WHAT TO PRODUCE »
Print out all the records, word for word.

ENTRIES SUPPLIED »
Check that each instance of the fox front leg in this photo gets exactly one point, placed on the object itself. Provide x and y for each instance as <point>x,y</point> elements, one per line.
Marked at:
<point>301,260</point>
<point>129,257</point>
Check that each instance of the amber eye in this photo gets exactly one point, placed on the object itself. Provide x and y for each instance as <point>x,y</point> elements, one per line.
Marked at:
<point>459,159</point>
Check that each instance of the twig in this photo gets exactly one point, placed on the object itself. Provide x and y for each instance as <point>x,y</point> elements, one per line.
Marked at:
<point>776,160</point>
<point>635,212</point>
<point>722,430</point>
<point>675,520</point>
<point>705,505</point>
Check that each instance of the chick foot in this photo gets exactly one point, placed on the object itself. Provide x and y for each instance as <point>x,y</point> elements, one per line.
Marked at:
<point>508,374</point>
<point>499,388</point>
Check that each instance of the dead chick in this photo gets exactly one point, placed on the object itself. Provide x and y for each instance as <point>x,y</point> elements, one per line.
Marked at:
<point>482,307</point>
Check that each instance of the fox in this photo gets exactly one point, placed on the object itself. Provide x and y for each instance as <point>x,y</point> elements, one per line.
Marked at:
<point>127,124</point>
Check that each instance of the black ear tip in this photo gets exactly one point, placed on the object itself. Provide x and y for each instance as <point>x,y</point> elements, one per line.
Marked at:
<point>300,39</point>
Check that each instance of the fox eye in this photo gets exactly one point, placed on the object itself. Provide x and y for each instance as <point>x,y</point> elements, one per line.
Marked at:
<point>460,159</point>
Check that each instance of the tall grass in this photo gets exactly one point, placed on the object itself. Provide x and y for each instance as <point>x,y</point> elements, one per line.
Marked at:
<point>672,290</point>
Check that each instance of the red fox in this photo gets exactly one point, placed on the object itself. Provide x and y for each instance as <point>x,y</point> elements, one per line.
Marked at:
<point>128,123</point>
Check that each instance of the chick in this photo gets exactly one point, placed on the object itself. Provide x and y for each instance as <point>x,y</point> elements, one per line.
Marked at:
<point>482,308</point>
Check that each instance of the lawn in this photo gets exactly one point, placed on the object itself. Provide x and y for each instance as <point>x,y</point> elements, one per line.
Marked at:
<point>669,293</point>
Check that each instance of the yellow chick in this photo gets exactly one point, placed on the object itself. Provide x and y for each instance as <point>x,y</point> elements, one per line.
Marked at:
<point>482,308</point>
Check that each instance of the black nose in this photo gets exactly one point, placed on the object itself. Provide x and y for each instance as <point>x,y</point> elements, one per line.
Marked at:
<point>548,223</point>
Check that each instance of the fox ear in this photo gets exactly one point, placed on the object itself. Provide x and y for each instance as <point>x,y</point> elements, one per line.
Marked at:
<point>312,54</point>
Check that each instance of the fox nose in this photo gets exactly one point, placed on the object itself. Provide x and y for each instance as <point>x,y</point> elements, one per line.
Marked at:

SOLVED PROBLEM »
Check that each instance of the fox front leg in this photo gets exactly one point, placed on the object itself. Provide x and y for each instance as <point>x,y</point> elements, one per line.
Marked at:
<point>301,260</point>
<point>129,257</point>
Check that each instance of the amber eye in this photo gets exactly one point, placed on the object itself. Provide x and y for each instance as <point>x,y</point> elements, one per line.
Marked at:
<point>459,159</point>
Check that each instance of the twig in this photo gets exactly one point, placed on the object itself. Provide x and y for each instance as <point>x,y</point> elements, one per line.
Marked at:
<point>776,160</point>
<point>635,212</point>
<point>722,430</point>
<point>675,520</point>
<point>705,505</point>
Check that each instance of the chick foot in this photo gets exactly one point, placed on the object itself. Provide x and y for each instance as <point>x,y</point> elements, one per line.
Marked at:
<point>508,374</point>
<point>499,388</point>
Check that each instance of the dead chick in this photo gets exactly one point, placed on the object itself. Provide x and y for each instance as <point>x,y</point> elements, one per line.
Marked at:
<point>482,307</point>
Check that each instance of the fox in this photo gets exactly one point, placed on the object itself. Provide x and y for each instance as <point>x,y</point> elements, one per line.
Marked at:
<point>127,124</point>
Check that each instance of the black ear tip in this photo gets exactly one point, placed on the object itself. Provide x and y for each instance as <point>x,y</point> elements, one per line.
Marked at:
<point>300,39</point>
Check that each instance of the fox eye in this photo gets exactly one point, placed on the object itself. Provide x and y for each instance as <point>x,y</point> elements, one per line.
Marked at:
<point>460,159</point>
Check that each instance of the tall grass in this photo gets exactly one point, placed on the object itself. Provide x and y for each instance as <point>x,y</point> elements, one per line.
Marked at:
<point>672,290</point>
Check that each instance of the red fox in this photo gets exactly one point, placed on the object itself. Provide x and y for each instance as <point>x,y</point> elements, one per line.
Marked at:
<point>128,123</point>
Check that each instance of the chick in this photo gets exactly one point, placed on the object itself. Provide x and y for each instance as <point>x,y</point> elements, one per line.
Marked at:
<point>482,308</point>
Check that each instance of the lawn in this photo gets exactly one point, placed on the object itself. Provide x and y for each instance as <point>x,y</point> elements, one per line.
Marked at:
<point>669,293</point>
Check that each instance of the yellow chick in this photo gets exactly one point, placed on the object itself. Provide x and y for each instance as <point>x,y</point> elements, one per line.
Marked at:
<point>482,308</point>
Check that each instance of the black nose in this photo gets exactly one point, placed on the object itself. Provide x and y for each instance as <point>x,y</point> elements, one per line.
Marked at:
<point>548,223</point>
Check that each instance of the fox ear in this photo gets exactly one point, placed on the object itself. Provide x and y for each instance as <point>x,y</point> elements, one per line.
Marked at:
<point>312,54</point>
Check that each instance of the fox nose in this photo gets exactly one point, placed on the object itself. Provide x and y for each instance as <point>x,y</point> elements, one per line.
Marked at:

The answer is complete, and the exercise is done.